« La dynamique de Moncton passe par sa francophonie »
À chaque numéro, le témoignage d’une personnalité marquante de l’émission de TV5Monde présentée par Ivan Kabacoff. Aujourd’hui, Gabriel Robichaud, auteur et acteur acadien de Moncton, au Nouveau-Brunswick (Canada). Une rubrique « Étonnants francophones » à retrouver dans le numéro 450 (janvier-février 2024) du Français dans le monde.
« Je suis né à Moncton et j’ai grandi à Dieppe, la ville à côté. Ce sont les deux villes avec le plus important nombre de francophones dans une province, le Nouveau-Brunswick, comptant 800 000 habitants sur 72 902 km2. 30 % sont francophones et s’identifient pour la plupart comme acadiens. J’en suis. L’Acadie est la première colonie française en Amérique du Nord, elle date de 1604. Le territoire redevient anglais en 1713, et la majorité de sa population acadienne en est déportée entre 1755 et 1763. Depuis, ceux qui ont échappé à ce triste sort en se cachant, ceux qui sont revenus d’exil, ainsi que ceux que la vie amène ici constituent ce peuple qui s’obstine à créer, vivre et faire vivre sa culture et sa langue dans l’est de l’Amérique du Nord…
Pour ma part, je suis acteur (théâtre, télévision, cinéma) et auteur (poésie, théâtre, scénarios, chansons) acadien et je crée en français. Je suis diplômé en art dramatique depuis 2011, mais travaille dans le milieu des arts depuis 2007. Ma pratique m’a amené à travailler dans huit des dix provinces canadiennes, puis à voyager dans plusieurs pays sur quatre continents. J’ai écrit cinq livres et trois pièces de théâtre : mon recueil de poésie Acadie Road a reçu le prix Champlain en 2019 ; ma pièce Crow bar va être adaptée pour un long-métrage ; j’ai aussi gagné la médaille d’argent aux Jeux de la Francophonie d’Abidjan, en 2017. Avec une autre artiste acadienne, Bianca Richard, nous avons lancé en 2021 un balado (podcast), Parler mal, sur l’insécurité linguistique au Canada, qui est devenu un documentaire en 2023, et sera une pièce de théâtre cette année.

*Données fournies:*
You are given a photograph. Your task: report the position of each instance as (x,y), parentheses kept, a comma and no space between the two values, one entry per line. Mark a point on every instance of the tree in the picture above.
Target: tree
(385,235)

*Exercice:*
Recopiez mot pour mot le passage du témoignage sur Moncton qui commence par les mots contenant « À chaque numéro, le » et se termine par « dans le monde. ».

*Tâche accomplie:*
À chaque numéro, le témoignage d’une personnalité marquante de l’émission de TV5Monde présentée par Ivan Kabacoff. Aujourd’hui, Gabriel Robichaud, auteur et acteur acadien de Moncton, au Nouveau-Brunswick (Canada). Une rubrique « Étonnants francophones » à retrouver dans le numéro 450 (janvier-février 2024) du Français dans le monde.